-- Extract --
────────────────

I read it at the same time and didn't "get it" either! If there's a class discussion, things will open up for her, the structural abstractions framing the work will emerge. Knowing turn of the century American history is a vital part of "getting it." A good teacher will point out there is DEFINITELY "vampire romance" in the book, in fact that's exactly how I'd teach the book to the high school reader. It's unfair to send young readers into this work without a few prompts, or at least a really good class discussion at some point. As Max says, with each successive reading, the story keeps unfolding.

ADG said...

My Gatsby read the other week was easy and fun. I suppose it's a matter of .... whatever. I also bought the movie on iTunes this weekend. I'll be leaving Fitzgerald sometime this week though...for an O'Hara revisit. I have An Appointment With.....

Toy Soldiers...yes, all of these are mine. With the exception of some of the civilian kids and stuff...including the Punch and Judy set...those are LFG's. The toy soldier shop in Annapolis is closed. Alas. Main Liner....I used to have a bunch of Dimestore Manoils etc but sold them off to focus more on late 19th c. German solid casts ie...Heyde etc.

Atticus C. said...

As a fellow collector of Toy Soldiers I have to say I really enjoyed this post. Your Collection has such unique pieces...

Anonymous said...

CeCeNeutrals

It was 1980, Lady. That was all Armani. No GTH colors in that man's closet.

CeceliaMc said...

"It was 1980, Lady. That was all Armani. No GTH colors in that man's closet."

Too bad Mario Buatta didn't make menswear.

Anonymous said...

The Prince of Chintz? Now THAT would have resulted in some interesting trousers for ADG.

old said...

Nice collection of lead soldiers, Dustin. Did I spy a couple of mounted Royal Scots Greys in your melange or is my eyesight deteriorating mopre than I thought?

j.mosby said...

ADG,

Did you ever see the exhibit of Toy Soldiers at the National Geographic exhibit hall of Malcolm Forbes toy soldier collection? Amazing!

ADG said...

J.mosby...I did not see the Forbes collection at the National Geographic. I do have a book about his collection that was housed in Tunisia...amazing assemblage. I also know a dealer in NYC who sold him tons of stuff. Alas, the Forbes brothers sold off the remaining collection of toy ships and soldiers last month.

old...your eyesight is rather keen actually. yes, you did see that ass end of a few Royal Scots Greys.

Sartre said...

ADG: In college and for a while beyond I was a bit of a Fitzgerald freak. You should procure a book called The Romantic Egoists: The Scrapbooks of FSF (or some such), edited by Matthew J. Bruccoli. It's a lovely tome (and it is a tome) and easily available through abebooks, alibris, and similar sites.

────────────────

(Pointing records)
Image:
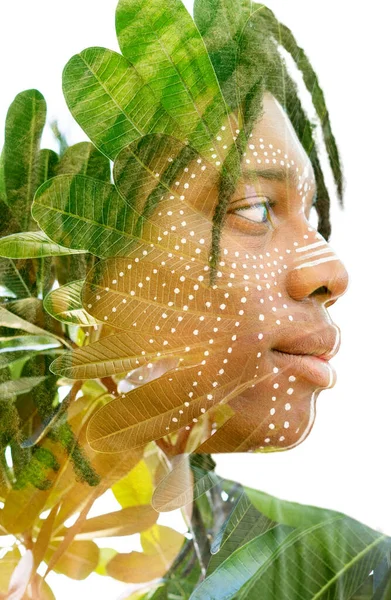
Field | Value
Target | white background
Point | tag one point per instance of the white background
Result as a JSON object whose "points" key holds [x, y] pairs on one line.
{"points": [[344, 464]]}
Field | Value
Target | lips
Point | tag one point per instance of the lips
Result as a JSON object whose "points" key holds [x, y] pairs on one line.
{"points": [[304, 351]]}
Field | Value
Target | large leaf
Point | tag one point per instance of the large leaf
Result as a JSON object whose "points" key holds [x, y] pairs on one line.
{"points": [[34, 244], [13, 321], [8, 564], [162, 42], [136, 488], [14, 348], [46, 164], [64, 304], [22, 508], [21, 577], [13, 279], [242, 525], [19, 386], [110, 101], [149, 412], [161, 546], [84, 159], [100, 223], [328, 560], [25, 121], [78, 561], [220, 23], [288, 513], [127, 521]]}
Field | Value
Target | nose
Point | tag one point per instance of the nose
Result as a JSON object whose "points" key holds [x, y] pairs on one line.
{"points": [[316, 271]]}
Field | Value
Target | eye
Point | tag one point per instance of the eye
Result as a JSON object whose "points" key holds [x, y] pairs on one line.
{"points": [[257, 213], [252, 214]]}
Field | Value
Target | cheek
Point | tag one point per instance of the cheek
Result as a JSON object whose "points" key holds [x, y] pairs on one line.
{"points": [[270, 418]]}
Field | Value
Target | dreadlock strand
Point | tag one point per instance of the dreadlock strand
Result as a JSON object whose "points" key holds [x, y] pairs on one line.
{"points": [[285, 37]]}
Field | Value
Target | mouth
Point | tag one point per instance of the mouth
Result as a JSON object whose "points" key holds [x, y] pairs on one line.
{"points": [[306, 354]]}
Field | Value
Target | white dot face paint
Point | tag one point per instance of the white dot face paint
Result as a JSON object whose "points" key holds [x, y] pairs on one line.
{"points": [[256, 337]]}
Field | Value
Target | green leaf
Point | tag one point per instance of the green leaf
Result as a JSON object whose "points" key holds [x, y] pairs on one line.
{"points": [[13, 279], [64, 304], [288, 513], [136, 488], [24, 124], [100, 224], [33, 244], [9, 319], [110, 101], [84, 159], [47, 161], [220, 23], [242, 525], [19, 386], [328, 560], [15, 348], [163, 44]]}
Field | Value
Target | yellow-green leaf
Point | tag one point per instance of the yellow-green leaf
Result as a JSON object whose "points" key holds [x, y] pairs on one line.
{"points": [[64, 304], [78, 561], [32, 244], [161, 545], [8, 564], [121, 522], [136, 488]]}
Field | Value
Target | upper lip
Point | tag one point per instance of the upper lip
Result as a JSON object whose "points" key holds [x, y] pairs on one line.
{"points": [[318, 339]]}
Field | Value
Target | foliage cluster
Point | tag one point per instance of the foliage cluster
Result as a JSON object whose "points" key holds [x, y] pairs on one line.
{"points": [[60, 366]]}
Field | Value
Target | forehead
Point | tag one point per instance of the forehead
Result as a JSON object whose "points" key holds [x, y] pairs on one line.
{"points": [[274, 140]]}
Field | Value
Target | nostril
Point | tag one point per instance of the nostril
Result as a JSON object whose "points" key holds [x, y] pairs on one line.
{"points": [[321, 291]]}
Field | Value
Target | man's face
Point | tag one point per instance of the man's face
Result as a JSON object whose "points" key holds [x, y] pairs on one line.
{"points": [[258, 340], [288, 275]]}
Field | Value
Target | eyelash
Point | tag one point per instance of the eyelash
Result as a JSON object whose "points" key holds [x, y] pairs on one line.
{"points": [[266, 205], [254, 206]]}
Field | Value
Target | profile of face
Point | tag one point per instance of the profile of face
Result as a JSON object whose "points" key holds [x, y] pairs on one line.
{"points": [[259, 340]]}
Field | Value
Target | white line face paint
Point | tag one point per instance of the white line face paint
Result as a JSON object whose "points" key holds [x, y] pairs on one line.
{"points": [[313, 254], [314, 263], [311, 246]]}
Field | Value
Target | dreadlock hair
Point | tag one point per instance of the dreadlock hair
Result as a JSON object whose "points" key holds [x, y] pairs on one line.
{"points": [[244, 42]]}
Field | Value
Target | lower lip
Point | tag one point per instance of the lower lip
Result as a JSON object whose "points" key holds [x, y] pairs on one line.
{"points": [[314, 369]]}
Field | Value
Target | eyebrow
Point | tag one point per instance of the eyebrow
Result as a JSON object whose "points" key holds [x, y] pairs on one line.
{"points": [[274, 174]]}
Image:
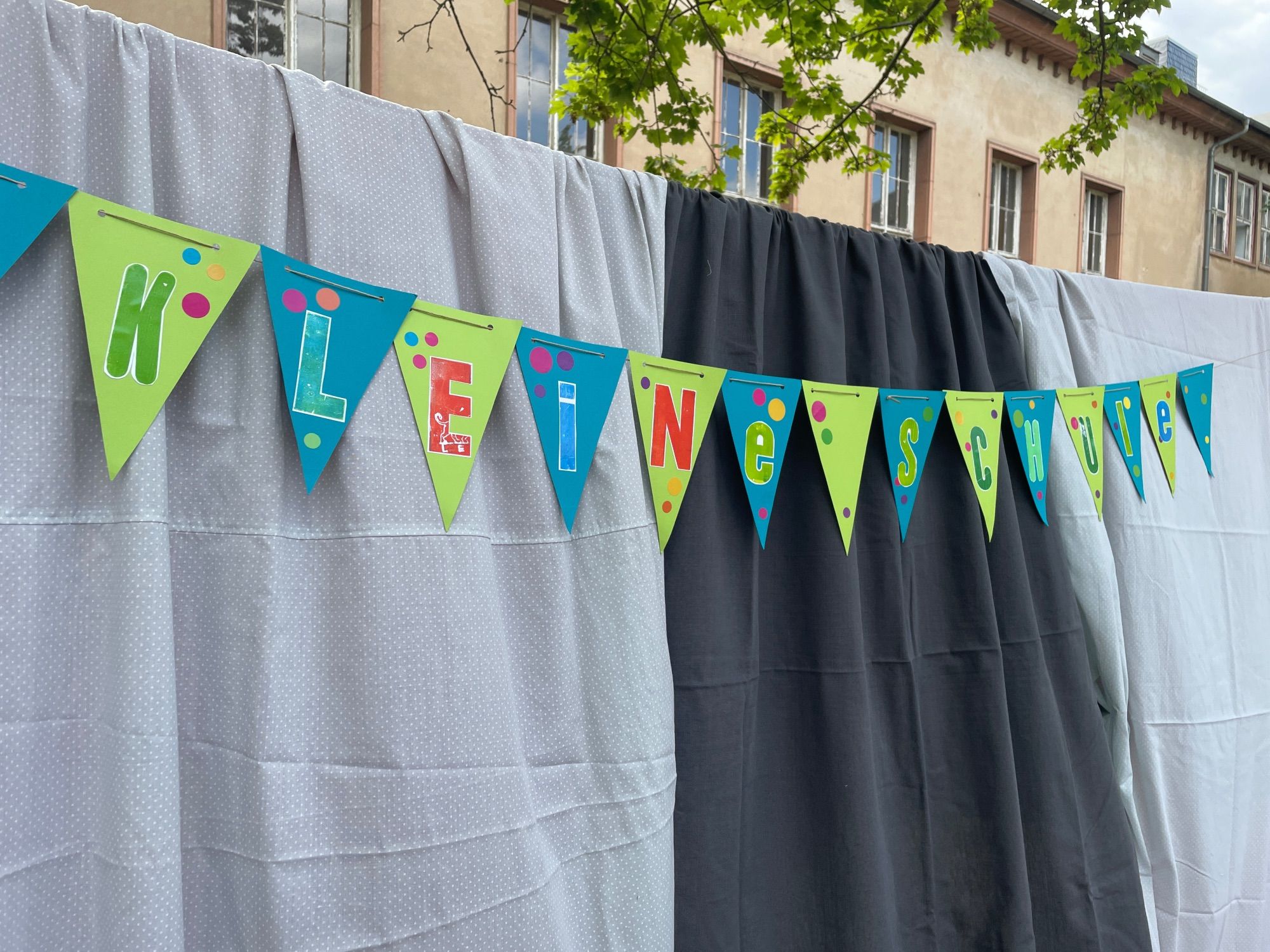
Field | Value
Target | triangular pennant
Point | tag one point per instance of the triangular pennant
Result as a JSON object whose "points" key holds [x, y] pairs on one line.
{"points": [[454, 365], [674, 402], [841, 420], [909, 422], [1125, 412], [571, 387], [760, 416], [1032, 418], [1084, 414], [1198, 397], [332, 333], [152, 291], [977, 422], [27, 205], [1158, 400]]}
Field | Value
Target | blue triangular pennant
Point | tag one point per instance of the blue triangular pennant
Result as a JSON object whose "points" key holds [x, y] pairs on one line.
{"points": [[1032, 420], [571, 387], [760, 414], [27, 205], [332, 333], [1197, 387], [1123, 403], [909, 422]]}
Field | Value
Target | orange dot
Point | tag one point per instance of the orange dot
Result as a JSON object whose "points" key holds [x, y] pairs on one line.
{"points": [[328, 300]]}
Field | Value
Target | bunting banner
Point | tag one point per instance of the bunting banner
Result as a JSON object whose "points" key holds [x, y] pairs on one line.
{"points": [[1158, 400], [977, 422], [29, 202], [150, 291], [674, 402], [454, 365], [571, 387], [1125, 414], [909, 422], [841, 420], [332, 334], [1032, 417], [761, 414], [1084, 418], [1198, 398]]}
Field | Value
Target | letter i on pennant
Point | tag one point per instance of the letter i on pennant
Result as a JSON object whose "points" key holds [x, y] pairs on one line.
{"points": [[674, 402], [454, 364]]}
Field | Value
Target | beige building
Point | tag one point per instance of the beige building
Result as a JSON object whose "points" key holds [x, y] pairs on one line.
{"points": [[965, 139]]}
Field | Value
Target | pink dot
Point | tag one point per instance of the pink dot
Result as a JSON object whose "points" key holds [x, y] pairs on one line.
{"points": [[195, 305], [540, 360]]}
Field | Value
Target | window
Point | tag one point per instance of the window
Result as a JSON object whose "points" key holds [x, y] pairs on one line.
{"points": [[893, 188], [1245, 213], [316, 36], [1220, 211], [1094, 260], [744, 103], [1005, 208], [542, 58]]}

────────────────

-- List of tasks --
a) List the distinct commenter names that appear before "said..." in the comment thread, each name only once.
b) Show every line of the listing that contains the string "leaf".

-- Solutions --
a)
ADG
Atticus C.
Anonymous
CeceliaMc
old
j.mosby
Sartre

b)
Target | large leaf
Point | tag one point per instance of the large leaf
Target | green leaf
Point | tag one point per instance of the green leaf
Target | yellow-green leaf
Point | tag one point per instance of the yellow-green leaf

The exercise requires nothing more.